A run of records
^^^^
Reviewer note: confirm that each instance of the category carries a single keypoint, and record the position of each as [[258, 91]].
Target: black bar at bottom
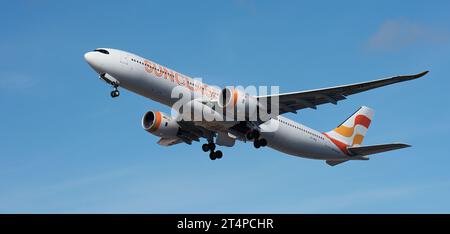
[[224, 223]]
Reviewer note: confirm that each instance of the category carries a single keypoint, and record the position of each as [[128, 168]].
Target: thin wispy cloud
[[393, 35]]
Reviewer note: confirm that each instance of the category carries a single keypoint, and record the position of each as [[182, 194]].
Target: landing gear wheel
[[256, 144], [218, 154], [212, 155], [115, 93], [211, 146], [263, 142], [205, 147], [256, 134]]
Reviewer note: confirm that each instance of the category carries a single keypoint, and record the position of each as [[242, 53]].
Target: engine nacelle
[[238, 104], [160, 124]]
^^^^
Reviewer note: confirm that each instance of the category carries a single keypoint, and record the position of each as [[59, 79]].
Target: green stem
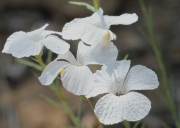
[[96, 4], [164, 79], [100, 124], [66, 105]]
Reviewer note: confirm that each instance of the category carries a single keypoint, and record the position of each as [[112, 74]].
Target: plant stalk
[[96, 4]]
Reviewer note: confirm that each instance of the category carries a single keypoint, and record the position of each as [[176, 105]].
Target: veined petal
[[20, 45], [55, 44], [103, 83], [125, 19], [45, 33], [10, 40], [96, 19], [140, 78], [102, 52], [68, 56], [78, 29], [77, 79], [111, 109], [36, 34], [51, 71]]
^^^^
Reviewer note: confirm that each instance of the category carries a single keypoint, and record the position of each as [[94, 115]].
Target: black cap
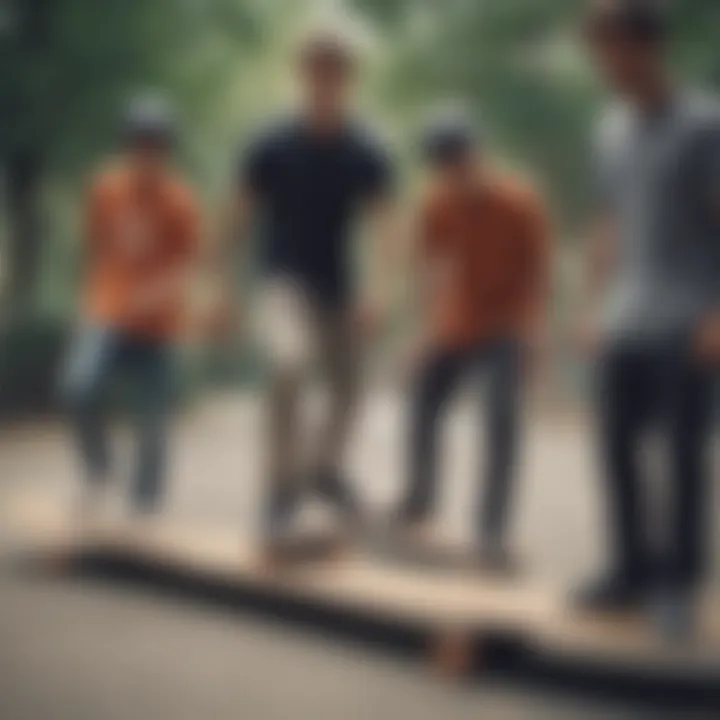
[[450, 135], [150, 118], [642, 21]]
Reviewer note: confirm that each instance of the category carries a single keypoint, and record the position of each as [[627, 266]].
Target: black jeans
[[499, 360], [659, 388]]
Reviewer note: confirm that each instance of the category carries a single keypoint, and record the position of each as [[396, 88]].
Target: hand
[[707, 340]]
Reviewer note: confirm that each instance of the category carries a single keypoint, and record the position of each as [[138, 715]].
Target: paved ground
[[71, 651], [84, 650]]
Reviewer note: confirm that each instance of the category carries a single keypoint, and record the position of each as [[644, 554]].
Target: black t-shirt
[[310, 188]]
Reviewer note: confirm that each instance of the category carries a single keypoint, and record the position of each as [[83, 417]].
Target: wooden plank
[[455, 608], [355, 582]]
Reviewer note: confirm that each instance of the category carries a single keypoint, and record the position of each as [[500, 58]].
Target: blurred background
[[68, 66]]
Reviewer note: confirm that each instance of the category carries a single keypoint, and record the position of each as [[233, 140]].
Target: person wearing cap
^^^^
■ **BRIEF**: Copy the lines verbatim, starting with the line that contains "as [[233, 140]]." and continuing through the line that contains "Target: person wearing cap", both included.

■ **THE REPLY**:
Reviewer note: confirm that each instance of the category carries a single keypoint, and record the position of each as [[233, 140]].
Target: person wearing cap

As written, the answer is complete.